Page text:
(begin)
As modified, McDonnell Douglas consists of three stages. First, plaintiffs must establish a prima facie case of discrimination, which "creates a presumption that [BAE] unlawfully discriminated against [them]." Tex. Dep't of Cmty. Affairs v. Burdine, 450 U.S. 248, 254 (1981).

To establish a prima facie case of intentional discrimination in a reduction-in-force case, a plaintiff must establish the following elements: (1) he is a member of a protected group; (2) he was adversely affected by the employer's decision; (3) he was qualified to assume another position at the time of discharge; and (4) there is sufficient evidence, either circumstantial or direct, from which a fact finder may reasonably conclude that the employer intended to discriminate in reaching the adverse employment action, or others who were not members of the protected class remained in similar positions.
Ortiz v. Shaw Grp., Inc., 250 Fed. Appx. 603, 606 (5th Cir. 2007) (per curiam) (citing Nichols v. Loral Vought Sys. Corp., 81 F.3d 38, 41 (5th Cir. 1996); Amburgey v. Corhart Refractories Corp., 936 F.2d 805, 812 (5th Cir. 1991)).

Second, if plaintiffs establish a prima facie case of race discrimination, the burden shifts to BAE to articulate a legitimate, nondiscriminatory reason for the employment action taken against plaintiffs. See St. Mary's Honor Ctr. v. Hicks, 509 U.S. 502, 506-07 (1993). BAE's burden is one of production, not proof, and involves no credibility assessments. See, e.g., West, 330 F.3d at 385. BAE's "burden requires the production of admissible evidence in support of its nondiscriminatory reasons." Hervey v. Miss. Dep't of Educ., 404 Fed. Appx. 865, 868 (5th Cir. 2010) (per curiam) (citing Burdine, 450 U.S. at 255).

Third, if BAE meets its production burden, plaintiffs may prove intentional discrimination by proceeding under one of two alternatives: the pretext alternative or the mixed-motives alternative. See Rachid, 376 F.3d at 312. Under the pretext alternative, plaintiffs must "offer sufficient evidence to create a genuine issue of material fact . . . that [BAE's] reason is not true, but is instead a pretext for discrimination[.]" Id. (citation and internal quotation marks omitted). Under the mixed-motives alternative, plaintiffs must offer sufficient evidence to create a genuine issue of material fact "that [BAE's] reason, while true, is only one of the reasons for its conduct, and another motivating factor is [plaintiffs'] protected characteristic[.]" Id. (citation and internal quotation marks omitted). "If the plaintiff shows that the illegal discrimination was a motivating factor, then the defendant may respond with evidence that the same employment decision would have occurred regardless of discriminatory animus." Ortiz, 250 Fed. Appx. at 606 (citing Rachid, 376 F.3d at 312).
(end)
Request:
Reproduce word for word the stretch of the McDonnell Douglas passage that opens with the words "Ortiz v. Shaw" and closes with "(5th Cir. 1991)).".

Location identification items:
(begin)
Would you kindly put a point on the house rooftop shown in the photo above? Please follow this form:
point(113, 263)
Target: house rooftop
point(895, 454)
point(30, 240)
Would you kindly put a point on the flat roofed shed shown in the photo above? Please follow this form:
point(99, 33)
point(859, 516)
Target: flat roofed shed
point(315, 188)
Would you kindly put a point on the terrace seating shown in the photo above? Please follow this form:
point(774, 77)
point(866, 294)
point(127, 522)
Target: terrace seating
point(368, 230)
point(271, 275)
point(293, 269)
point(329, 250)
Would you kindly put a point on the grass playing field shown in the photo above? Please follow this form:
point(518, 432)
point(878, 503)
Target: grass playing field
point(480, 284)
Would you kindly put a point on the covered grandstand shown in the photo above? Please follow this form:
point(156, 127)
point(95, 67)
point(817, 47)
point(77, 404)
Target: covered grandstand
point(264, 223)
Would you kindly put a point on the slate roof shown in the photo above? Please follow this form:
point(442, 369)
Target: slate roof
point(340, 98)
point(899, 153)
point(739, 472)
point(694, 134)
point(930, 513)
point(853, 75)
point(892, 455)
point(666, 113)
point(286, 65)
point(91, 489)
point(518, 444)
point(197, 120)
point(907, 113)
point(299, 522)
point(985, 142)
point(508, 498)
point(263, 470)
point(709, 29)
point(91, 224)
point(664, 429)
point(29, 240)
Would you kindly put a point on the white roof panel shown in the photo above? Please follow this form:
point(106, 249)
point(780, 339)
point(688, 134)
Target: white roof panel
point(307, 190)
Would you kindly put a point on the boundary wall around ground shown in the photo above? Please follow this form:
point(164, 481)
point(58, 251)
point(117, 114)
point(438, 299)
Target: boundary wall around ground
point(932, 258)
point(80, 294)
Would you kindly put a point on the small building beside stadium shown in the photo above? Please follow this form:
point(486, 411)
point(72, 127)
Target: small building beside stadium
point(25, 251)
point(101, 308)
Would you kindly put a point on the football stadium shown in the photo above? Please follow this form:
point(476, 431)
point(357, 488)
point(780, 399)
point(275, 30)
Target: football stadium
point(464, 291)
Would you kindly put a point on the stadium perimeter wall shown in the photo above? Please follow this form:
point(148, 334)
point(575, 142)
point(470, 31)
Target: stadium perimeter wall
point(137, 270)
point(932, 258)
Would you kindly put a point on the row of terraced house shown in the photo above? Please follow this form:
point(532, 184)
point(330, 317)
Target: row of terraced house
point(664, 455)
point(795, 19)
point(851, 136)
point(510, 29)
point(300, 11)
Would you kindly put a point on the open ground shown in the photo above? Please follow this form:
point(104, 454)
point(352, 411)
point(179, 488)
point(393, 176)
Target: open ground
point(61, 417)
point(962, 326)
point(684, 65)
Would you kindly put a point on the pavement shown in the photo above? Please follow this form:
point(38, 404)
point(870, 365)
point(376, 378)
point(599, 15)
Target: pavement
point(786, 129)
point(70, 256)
(end)
Exercise solution:
Ortiz v. Shaw Grp., Inc., 250 Fed. Appx. 603, 606 (5th Cir. 2007) (per curiam) (citing Nichols v. Loral Vought Sys. Corp., 81 F.3d 38, 41 (5th Cir. 1996); Amburgey v. Corhart Refractories Corp., 936 F.2d 805, 812 (5th Cir. 1991)).